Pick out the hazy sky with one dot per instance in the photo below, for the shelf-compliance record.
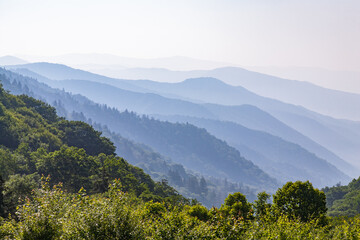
(318, 33)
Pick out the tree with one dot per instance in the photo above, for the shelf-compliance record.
(1, 197)
(300, 200)
(261, 205)
(236, 205)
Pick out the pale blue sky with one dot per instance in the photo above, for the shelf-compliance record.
(321, 33)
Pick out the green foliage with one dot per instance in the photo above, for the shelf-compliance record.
(300, 200)
(237, 206)
(261, 205)
(2, 206)
(344, 200)
(82, 135)
(200, 212)
(17, 189)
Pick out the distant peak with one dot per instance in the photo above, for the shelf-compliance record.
(204, 80)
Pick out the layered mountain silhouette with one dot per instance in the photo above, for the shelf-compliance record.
(156, 104)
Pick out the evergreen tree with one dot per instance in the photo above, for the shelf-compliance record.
(1, 197)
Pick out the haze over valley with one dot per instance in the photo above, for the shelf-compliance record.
(172, 119)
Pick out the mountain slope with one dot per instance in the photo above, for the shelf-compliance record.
(211, 90)
(175, 140)
(35, 141)
(341, 136)
(284, 160)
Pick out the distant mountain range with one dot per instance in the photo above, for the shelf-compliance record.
(304, 127)
(155, 104)
(184, 143)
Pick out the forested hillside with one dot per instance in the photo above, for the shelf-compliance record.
(302, 126)
(284, 160)
(344, 200)
(35, 142)
(79, 108)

########################################

▶ _What the task asks_: Leaving the pictures out, output the material exactly as it appears.

▶ _Answer to this task_:
Pick out the hazy sky with one dot per instance in the photo below, for the shelf-compliance record.
(318, 33)
Pick out the tree with one dot per instance in the photo above, for the shelf-compliance record.
(1, 197)
(300, 200)
(261, 205)
(236, 205)
Pick out the pale blue sky with one dot per instance in the photo above, for the shelf-compliance record.
(321, 33)
Pick out the green foliage with one dot per instance in the photo above, for the shelf-compliance record.
(300, 200)
(237, 206)
(261, 205)
(2, 206)
(344, 200)
(82, 135)
(200, 212)
(17, 189)
Pick out the distant peak with one dot per instance in the photo above, for the shelf-compliance record.
(204, 80)
Pick out the layered mountain silhouette with one dot per instance in the photo above, for the shelf-compliance record.
(156, 104)
Pick out the evergreen tree with one dot per instance in the photo above, for the shelf-compliance record.
(1, 197)
Pick out the haze over valley with one dot per instance in the photo above, for the shelf-compliance record.
(172, 119)
Pick out the mountain slope with one dot per instance in the photo above, for the shelf-compliance record.
(211, 90)
(175, 140)
(35, 141)
(341, 136)
(284, 160)
Pick out the distant mountain range with one dot per instance in the photo above, for the shelf-compliance record.
(304, 127)
(155, 104)
(184, 143)
Pick out the forested hillside with one dot per instance in the photo above, for the shelf-compliance record.
(302, 126)
(284, 160)
(344, 200)
(35, 142)
(79, 108)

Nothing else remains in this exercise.